··· ФРАГМЕНТ ТЕКСТА ···
«Sidaroff! Sidaroff! Moskow asker Sidaroff», слышится на нашем дворе с утра и до ночи. «Позовите-ка Сидорова, я хочу купить эту шкуру». Кумир черной прислуги, знаток разговорного абиссинского языка, постоянно бравый и веселый уралец Сидоров всегда рисуется мне окруженным черными. «Тоже люди», философски замечает он по адресу своей черной компании. И уже слышишь его «мындерну»? — «амыст быр иеллем малькам — это ваше высокоблагородие нестоящая вещь — пять талеров просит — я вам и за три достану!». Вся его служба текла в переговорах с абиссинцами, в поездках на «габайю» за покупками, в дрессировке слуг.
Маленький черный уралец Изюмников — скромен и тих. Его нигде не увидишь. Но холеный мул его сверкает от хорошего ухода, лошадь содержана прекрасно, оружие в порядке. Джигитовал отлично, ездил хорошо. Другой уралец Панов с Деминым в командировке при караване доктора Щ-ева. Захватил, бедняга, в Гильдессе, свирепую местную лихорадку, да, слава Богу отдышался.
··· ЗАПИСИ ···
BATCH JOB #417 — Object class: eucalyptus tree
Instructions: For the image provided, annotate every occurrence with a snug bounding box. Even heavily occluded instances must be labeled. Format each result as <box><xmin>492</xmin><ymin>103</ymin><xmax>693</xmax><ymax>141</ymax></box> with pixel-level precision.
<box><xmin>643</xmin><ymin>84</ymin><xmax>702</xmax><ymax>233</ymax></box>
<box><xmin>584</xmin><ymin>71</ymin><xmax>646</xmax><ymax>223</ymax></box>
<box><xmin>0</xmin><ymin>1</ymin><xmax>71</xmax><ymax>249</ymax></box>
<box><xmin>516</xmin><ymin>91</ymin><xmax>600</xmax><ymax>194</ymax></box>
···
ЗАДАНИЯ
(a) Согласуются ли с отрывком об уральцах следующие утверждения: (i) Изюмников плохо джигитовал; (ii) Панов вместе с Деминым находится в командировке при караване доктора Щ-ева; (iii) Сидоров знает разговорный абиссинский язык? На каждое ответьте «да» или «нет» и дословно приведите решающие слова отрывка.
(b) Какой фрагмент отрывка об уральцах начинается со слов «Маленький черный уралец» и продолжается вплоть до слов «слава Богу отдышался.»? Перепишите его без изменений.

ОТВЕТЫ
(a)
(i) Нет: «Джигитовал отлично, ездил хорошо».
(ii) Да: «Другой уралец Панов с Деминым в командировке при караване доктора Щ-ева».
(iii) Да: «знаток разговорного абиссинского языка».

(b)
Маленький черный уралец Изюмников — скромен и тих. Его нигде не увидишь. Но холеный мул его сверкает от хорошего ухода, лошадь содержана прекрасно, оружие в порядке. Джигитовал отлично, ездил хорошо. Другой уралец Панов с Деминым в командировке при караване доктора Щ-ева. Захватил, бедняга, в Гильдессе, свирепую местную лихорадку, да, слава Богу отдышался.